■ **Input**
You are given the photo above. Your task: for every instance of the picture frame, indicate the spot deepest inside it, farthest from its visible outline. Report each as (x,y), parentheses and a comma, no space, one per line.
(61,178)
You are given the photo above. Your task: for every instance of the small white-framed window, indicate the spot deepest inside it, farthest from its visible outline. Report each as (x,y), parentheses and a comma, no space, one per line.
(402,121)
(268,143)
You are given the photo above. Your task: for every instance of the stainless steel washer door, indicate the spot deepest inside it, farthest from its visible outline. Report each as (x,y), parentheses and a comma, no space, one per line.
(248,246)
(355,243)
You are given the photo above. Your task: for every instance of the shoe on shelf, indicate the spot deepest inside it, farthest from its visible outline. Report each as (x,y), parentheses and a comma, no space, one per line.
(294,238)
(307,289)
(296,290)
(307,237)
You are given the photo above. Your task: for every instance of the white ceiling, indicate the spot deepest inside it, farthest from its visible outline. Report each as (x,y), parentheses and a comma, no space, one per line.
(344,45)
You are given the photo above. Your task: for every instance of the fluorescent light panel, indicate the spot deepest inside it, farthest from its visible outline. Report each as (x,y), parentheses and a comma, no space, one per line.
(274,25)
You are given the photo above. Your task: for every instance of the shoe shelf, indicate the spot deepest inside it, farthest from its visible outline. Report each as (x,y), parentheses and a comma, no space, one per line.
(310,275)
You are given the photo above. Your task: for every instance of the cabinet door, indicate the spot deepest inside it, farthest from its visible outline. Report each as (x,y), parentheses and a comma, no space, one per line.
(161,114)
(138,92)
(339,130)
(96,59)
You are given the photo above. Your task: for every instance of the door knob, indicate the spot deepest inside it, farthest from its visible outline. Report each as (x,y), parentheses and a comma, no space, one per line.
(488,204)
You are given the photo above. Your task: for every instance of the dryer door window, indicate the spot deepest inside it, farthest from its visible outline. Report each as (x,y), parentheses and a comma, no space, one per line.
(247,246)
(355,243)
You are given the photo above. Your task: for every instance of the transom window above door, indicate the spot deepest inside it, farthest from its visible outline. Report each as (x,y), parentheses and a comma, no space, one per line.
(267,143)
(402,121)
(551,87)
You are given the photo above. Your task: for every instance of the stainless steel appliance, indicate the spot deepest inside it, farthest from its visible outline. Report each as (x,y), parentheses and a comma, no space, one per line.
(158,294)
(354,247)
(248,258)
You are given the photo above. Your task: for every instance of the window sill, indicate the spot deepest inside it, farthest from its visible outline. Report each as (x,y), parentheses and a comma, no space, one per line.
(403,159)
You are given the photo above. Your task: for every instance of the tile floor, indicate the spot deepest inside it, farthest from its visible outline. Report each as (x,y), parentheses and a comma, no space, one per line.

■ **Goal**
Reproduce word for word the stretch of rows from the line containing "of the transom" through the end of the rows, both ends included.

■ **Complete response**
You are given the photo above. Your task: for every instance of the transom window above door, indicate the spot deepest inside it, farthest from its visible outline. Report each as (x,y), parentheses and a comma, no space, one per line.
(267,143)
(402,121)
(551,87)
You are given the photo above. Your task: for every instance of the stainless steel appliance, indicate the spot deepest inside it, farthest from its visible outline. Report each as (x,y), parentheses and a comma, no space, one per line.
(158,294)
(354,247)
(248,258)
You are given the photo above. Your task: for every instance of the window sill, indicate the spot deepest inside it, farthest from its visible outline. Report each as (x,y), parentheses and a comma, no space, one per line.
(403,159)
You are given the photo above. Your task: for every instance of the tile floor, indicate the spot deepest inside it, farthest from its visible outline. Report each as (x,y), parentheses and a comma, no space, one per line.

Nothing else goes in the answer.